• _Selected extract_
=== Section Start ===
With refinement, Duke researchers hope to extend the time this type of therapy can be used to slow or halt the growth of tumors, which then could potentially be used in humans to provide more time to treat their cancer.

"We were able to demonstrate that, in this animal model, we could slow the growth of primary tumors and halt the growth of metastasis from the primary tumor to distant sites using gene therapy," said Duke's Charles Lin, Ph.D., a cancer researcher who is presenting the results of the Duke research. "These studies prove in principle that gene therapy administered systemically can inhibit the formation of new blood vessels in tumors."

The work is the first to show that gene therapy can "starve" tumors, said Duke's Dr. Kevin Peters, cancer researcher and the study's principal investigator. Most other researchers have taken the approach of using drug intervention, with agents such as angiostatin and endostatin, to cut tumors off from their blood supply, Peters said.

In order for tumors to grow larger than several millimeters in size, they need to attract new blood vessels to provide nourishment. Not only is this new vessel growth essential for the tumor to increase in bulk, it provides the escape route for individual cancer cells to break off, migrate to other parts of the body and become the seeds for new tumors.

The target of the Duke research, which was supported by a National Cancer Institute Special Program of Research Excellence in Breast Cancer grant, is a protein receptor, known as Tie2, found on the endothelium, or inner surface, of tumor blood vessels. When activated by growth factors that are secreted by tumors, Tie2 triggers a series of biochemical events in blood vessels around the tumor that lead to the formation of new capillaries, a process known as angiogenesis.

The researchers developed a recombinant Tie2 inhibitor protein, which they called "ExTek," and inserted it into the genome of an adenovirus. The adenovirus is an ubiquitous virus commonly used as a carrier, or vector, for gene therapy experiments, and is genetically modified so that it retains its ability to infect tissue, but cannot replicate like a normal virus.

The ExTek-containing virus then was injected into two groups of mice, one with melanoma and one with human breast cancer. The virus then "infected" the animal's liver, according to Peters.
=== Section End ===
• _What to work on_
**A)** According to the passage on the Duke tumor gene therapy study, what protein receptor was the target of the research?
**B)** Resume the passage on the Duke tumor gene therapy study, picking up right after its final sentence.

• _Dataset extract_
=== Section Start ===
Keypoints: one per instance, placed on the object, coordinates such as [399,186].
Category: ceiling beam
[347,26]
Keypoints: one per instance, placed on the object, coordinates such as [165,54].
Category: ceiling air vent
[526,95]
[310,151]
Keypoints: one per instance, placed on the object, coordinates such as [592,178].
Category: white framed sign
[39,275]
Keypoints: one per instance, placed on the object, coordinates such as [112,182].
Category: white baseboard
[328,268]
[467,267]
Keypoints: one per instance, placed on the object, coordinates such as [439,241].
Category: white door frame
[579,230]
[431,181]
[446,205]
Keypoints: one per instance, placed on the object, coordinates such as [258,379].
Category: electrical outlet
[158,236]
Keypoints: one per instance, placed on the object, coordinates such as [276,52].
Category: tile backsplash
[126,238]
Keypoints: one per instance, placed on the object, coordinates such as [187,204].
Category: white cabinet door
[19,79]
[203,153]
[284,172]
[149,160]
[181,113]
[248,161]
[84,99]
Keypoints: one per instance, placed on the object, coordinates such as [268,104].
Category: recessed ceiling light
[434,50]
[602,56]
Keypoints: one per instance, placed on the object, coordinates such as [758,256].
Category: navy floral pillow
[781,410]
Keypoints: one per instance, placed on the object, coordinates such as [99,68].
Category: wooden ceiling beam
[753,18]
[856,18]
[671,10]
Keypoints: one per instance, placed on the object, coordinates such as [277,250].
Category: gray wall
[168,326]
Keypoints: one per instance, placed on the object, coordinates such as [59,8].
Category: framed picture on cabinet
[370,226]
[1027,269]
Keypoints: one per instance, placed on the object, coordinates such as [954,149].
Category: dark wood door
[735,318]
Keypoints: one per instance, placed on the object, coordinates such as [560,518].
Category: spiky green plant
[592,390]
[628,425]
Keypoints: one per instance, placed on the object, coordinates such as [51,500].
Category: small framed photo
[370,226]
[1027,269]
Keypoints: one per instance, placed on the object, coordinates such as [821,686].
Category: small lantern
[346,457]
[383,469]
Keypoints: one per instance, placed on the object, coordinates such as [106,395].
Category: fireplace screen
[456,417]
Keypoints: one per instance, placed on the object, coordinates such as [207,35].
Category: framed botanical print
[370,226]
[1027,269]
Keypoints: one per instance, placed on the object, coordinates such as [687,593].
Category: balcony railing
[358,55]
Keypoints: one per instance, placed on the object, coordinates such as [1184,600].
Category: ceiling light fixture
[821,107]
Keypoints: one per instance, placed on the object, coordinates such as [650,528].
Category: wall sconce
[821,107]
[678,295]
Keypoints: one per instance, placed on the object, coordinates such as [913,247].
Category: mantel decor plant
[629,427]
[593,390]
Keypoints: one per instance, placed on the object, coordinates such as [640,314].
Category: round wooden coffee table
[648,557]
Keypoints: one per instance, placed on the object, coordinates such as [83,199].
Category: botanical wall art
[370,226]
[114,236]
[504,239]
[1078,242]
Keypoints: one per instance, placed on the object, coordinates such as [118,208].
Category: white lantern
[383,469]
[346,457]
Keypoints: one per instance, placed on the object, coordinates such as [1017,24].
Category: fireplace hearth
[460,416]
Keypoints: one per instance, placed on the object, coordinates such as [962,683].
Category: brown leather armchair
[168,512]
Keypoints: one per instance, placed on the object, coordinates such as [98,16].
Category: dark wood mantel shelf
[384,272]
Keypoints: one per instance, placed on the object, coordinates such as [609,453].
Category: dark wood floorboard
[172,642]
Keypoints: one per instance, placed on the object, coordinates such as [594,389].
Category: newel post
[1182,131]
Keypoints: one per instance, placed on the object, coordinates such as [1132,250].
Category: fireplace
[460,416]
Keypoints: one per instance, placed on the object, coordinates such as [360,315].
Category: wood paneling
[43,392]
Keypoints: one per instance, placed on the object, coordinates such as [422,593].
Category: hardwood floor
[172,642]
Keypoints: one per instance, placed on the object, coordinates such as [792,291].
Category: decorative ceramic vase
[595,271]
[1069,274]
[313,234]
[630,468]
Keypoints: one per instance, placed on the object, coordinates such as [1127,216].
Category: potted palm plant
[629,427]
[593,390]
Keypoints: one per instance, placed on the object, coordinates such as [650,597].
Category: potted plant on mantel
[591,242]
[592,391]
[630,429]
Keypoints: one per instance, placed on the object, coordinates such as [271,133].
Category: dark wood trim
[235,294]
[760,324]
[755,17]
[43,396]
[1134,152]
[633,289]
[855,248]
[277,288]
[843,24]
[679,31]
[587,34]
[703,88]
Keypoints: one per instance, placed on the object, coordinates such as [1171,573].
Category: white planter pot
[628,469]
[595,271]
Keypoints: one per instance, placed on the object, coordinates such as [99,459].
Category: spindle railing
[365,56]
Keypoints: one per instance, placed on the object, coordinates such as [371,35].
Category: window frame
=== Section End ===
• _Task results_
**A)** Tie2, a protein receptor found on the endothelium of tumor blood vessels.

**B)**
"The livers of these animals act a lot like a factory, producing large quantities of the Tie2 inhibitor protein that is then released into the bloodstream," Peters said. "Importantly, levels of ExTek remained high during that time with no adverse effect on the mice."

In the first experiment, the mice livers produced the protein for more than a week before the animals' immune system cleared the virus. However, during that time, the rate of tumor growth in the mice with breast cancer decreased 64 percent, and decreased 47 percent in the mice with melanoma, the researchers say.

"While the effect was transitory, it was significant," Peters said. "As we find newer and better vectors, we should be able to extend the length of time we are able to slow or halt tumor growth, which provides more time to treat the cancer with other existing agents."

Once the researchers found that they could slow the growth of the primary tumor, they wanted to know what effect their gene therapy approach would have on cancer metastasis. So they mixed the breast cancer and melanoma cell lines together and injected them into the mice. Half the mice received the genetically altered adenovirus and half received a control virus.

"The mice that served as a control developed large and well vascularized lung tumors, while in the other mice we only found microscopic clusters of tumor cells," Lin said. "So not only does this method of therapy slow the growth of the primary tumor, it also appears to halt the growth of metastatic tumors to other regions of the body."

In addition to developing new and more efficient gene therapy vectors, the Duke team is testing the combination of Tie2 inhibitor proteins with a different class of anti-angiogenic proteins known as vascular endothelial growth factor (VEGF).